### [GIVEN INSTRUCTION]
Quote the lines from the line holding "left arm in the photo above." to the very end of the listing, exactly, and no others.

Excerpts from point annotation data:
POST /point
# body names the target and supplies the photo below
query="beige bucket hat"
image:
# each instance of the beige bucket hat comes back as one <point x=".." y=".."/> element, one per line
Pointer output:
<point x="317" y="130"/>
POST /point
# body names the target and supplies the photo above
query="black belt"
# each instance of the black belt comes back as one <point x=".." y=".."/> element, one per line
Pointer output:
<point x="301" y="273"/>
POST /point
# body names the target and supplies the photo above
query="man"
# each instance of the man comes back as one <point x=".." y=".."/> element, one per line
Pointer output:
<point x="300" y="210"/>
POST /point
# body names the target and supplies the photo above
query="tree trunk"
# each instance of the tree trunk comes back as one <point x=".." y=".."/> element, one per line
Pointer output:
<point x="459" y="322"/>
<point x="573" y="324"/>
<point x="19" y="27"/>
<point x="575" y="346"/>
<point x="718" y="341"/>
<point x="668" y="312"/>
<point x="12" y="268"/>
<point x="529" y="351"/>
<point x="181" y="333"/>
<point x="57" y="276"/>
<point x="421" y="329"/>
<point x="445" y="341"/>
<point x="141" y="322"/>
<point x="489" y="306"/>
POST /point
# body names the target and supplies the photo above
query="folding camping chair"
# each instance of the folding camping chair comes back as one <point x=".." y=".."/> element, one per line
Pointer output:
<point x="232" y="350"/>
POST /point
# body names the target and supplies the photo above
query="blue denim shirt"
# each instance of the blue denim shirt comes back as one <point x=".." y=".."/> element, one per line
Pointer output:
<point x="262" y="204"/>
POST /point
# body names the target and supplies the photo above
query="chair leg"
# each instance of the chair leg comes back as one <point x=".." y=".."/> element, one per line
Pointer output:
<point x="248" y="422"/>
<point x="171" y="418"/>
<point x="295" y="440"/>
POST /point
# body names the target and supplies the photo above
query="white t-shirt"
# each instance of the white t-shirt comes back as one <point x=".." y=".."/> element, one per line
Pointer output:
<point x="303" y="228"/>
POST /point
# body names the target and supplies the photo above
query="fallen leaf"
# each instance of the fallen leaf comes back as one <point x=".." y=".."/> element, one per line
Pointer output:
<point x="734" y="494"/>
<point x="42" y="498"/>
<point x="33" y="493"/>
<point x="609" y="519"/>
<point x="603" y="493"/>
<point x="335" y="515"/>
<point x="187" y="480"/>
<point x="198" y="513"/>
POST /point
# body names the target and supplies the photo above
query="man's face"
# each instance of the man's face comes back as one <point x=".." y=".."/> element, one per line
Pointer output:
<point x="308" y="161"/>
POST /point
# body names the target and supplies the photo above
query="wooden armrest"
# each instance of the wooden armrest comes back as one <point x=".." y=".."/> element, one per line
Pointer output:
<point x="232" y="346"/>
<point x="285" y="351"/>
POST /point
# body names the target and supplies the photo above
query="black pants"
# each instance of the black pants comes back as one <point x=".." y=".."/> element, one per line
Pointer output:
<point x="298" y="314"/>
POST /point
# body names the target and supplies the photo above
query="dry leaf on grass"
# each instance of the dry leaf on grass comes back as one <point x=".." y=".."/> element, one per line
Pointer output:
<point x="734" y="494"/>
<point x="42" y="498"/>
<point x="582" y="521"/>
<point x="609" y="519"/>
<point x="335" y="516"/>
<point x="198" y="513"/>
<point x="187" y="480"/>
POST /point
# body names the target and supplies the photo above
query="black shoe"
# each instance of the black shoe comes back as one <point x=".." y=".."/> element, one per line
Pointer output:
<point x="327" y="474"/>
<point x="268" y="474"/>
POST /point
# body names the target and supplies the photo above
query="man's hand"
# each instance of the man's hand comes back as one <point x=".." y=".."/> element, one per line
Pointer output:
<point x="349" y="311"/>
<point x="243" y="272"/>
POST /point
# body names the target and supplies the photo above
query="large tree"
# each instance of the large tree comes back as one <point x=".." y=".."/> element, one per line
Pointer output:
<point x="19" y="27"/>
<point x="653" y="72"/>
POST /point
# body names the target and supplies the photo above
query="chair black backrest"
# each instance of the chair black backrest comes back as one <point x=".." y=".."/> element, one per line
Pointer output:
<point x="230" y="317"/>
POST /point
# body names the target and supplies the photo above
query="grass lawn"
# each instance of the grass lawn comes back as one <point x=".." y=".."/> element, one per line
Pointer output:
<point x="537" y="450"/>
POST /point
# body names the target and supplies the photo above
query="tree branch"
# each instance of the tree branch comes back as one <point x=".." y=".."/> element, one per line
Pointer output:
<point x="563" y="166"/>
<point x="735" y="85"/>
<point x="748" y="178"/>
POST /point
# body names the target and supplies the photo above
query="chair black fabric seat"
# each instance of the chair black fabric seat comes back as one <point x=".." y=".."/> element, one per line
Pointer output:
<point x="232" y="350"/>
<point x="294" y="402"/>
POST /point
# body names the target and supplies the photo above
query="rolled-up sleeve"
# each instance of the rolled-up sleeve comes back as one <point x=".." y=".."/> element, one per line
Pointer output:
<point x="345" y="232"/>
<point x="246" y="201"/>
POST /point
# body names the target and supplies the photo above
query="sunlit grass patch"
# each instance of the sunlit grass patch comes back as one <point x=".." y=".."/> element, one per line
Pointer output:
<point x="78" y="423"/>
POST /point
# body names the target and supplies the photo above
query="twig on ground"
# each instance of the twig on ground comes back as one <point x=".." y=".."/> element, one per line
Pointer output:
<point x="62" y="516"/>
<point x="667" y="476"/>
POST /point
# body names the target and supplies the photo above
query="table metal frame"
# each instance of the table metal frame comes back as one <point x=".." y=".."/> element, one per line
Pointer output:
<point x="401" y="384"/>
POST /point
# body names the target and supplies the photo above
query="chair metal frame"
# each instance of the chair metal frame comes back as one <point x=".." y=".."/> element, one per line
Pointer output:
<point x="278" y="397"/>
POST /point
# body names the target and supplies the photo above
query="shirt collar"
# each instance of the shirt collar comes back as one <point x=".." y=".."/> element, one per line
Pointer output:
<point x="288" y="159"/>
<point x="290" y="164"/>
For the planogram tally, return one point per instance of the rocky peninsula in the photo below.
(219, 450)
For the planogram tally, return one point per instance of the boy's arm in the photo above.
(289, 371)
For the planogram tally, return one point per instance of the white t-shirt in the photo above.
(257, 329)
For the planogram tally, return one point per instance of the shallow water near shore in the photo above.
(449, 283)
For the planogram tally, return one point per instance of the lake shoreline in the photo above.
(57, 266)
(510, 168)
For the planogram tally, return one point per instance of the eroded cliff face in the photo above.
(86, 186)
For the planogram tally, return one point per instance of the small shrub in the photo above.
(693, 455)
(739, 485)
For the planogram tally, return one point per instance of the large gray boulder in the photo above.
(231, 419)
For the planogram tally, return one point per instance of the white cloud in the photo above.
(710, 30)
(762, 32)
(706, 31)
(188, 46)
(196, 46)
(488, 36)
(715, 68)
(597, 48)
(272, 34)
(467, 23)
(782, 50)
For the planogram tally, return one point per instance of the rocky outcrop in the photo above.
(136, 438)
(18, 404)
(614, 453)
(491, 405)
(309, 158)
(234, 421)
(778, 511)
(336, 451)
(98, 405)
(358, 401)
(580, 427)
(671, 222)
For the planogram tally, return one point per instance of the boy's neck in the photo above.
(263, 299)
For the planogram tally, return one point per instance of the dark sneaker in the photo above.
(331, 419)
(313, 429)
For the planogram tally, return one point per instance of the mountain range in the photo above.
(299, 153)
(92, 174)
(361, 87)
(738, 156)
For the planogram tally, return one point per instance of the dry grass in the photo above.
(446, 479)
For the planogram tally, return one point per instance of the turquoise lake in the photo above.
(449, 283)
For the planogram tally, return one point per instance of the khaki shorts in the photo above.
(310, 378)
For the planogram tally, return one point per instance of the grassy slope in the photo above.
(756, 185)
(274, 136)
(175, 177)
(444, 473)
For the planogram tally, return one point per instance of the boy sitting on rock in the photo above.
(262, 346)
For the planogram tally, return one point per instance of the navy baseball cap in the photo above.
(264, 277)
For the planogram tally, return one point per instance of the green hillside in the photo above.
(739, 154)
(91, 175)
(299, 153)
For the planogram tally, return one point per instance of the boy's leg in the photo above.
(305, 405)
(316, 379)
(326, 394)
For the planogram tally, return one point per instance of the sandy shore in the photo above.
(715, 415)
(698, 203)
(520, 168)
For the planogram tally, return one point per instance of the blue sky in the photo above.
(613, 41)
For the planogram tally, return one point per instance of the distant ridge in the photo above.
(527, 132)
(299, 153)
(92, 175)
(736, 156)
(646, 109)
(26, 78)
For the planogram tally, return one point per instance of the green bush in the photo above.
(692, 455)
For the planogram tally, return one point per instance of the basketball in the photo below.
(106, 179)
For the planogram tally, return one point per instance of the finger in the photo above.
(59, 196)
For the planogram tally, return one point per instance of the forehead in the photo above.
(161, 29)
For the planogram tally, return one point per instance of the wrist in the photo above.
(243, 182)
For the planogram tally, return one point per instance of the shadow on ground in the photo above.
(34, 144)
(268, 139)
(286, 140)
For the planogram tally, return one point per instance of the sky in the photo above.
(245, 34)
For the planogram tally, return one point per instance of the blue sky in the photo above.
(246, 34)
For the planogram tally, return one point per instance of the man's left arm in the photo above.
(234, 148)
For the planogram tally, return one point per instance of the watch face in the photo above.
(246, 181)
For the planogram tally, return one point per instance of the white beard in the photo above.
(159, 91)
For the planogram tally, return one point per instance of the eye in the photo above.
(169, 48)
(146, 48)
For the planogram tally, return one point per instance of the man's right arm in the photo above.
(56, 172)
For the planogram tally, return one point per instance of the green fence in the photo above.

### [THE OUTPUT]
For the planogram tally, return one point per instance of the man's left arm in the photo above.
(234, 148)
For the planogram tally, return one point per instance of the watch face in the photo above.
(246, 181)
For the planogram tally, return one point per instance of the white beard in the photo above.
(159, 91)
For the planogram tally, return one point per instance of the eye in the photo above.
(169, 48)
(146, 48)
For the planogram tally, return one point per instance of the man's right arm in the photo above.
(56, 172)
For the planogram tally, return one point per instance of the green fence in the photo above.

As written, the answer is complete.